English department faculty are individually responsible for choosing which texts and other materials (films, videotapes, audiotapes, websites) students in their courses are to be assigned, and, more importantly, how these are to be used to advance the specific aims of these courses. Insofar as English faculty, like those in other departments, are evaluated by their peers in part on the basis of their teaching, faculty use of curricular materials is subject to peer evaluation.

The Department recognizes that a student may find assigned materials objectionable, on whatever grounds, and honors students’ right to express such a response freely, and the importance of so doing. However, the department does not view students’ experience of such a response as legitimate grounds for excusing students from reading, viewing, or listening to such materials.

This policy should not be construed to condone sexual or other harassment, by faculty or by students, in the conduct of courses. For a full description of the University’s policies and procedures, see the Drake University Student Handbook, Appendix B, Community, Diversity, Freedom of Expression and Harassment and the Student Resource Guide Pertaining to Sexual Misconduct.


First, to treat the possibility that students might find a given text, film, or other object of analysis objectionable as grounds for excusing the students from confronting it would be to assume that meaning resides purely in the materials themselves rather than arising from the complex interaction of text, audience, and circumstance.

DATA >>
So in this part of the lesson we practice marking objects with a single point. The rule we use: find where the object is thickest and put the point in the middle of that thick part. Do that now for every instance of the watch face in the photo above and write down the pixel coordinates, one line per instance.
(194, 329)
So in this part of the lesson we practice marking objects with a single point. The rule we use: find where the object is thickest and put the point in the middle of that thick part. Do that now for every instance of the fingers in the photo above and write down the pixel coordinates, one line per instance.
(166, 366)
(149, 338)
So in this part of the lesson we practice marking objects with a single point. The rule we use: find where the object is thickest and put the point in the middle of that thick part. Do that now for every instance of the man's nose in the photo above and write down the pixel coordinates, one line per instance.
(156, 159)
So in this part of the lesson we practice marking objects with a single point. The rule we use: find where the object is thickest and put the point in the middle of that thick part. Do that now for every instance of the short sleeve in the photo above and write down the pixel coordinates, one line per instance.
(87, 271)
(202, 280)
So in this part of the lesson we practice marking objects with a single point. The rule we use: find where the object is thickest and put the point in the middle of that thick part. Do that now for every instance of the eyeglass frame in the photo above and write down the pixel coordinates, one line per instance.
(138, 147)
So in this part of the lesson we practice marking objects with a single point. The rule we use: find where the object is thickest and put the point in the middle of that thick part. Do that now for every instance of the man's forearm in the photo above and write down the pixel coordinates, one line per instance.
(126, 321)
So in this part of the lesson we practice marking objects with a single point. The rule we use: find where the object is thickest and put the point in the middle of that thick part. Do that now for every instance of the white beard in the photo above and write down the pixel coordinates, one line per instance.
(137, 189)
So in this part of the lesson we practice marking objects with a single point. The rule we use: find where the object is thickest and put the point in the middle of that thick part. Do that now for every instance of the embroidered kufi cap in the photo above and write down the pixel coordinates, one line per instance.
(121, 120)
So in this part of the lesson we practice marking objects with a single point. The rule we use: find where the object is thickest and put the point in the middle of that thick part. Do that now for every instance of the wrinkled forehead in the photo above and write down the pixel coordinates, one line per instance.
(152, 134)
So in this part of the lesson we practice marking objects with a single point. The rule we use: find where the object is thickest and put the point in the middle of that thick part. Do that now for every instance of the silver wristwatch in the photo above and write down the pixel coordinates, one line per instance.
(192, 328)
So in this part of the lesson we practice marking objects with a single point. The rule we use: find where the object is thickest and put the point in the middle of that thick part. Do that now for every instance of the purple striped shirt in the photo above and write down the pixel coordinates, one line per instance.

WHAT YOU SHOULD DO >>
Answer these questions about the English department policy on course materials:
(a) Besides texts, what other materials does the policy list in parentheses?
(b) Which Drake University publication contains Appendix B?
(c) According to the first reason the policy gives, what does meaning arise from?

RESPONSE TO THE TASK >>
(a) Films, videotapes, audiotapes, and websites.
(b) The Drake University Student Handbook.
(c) The complex interaction of text, audience, and circumstance.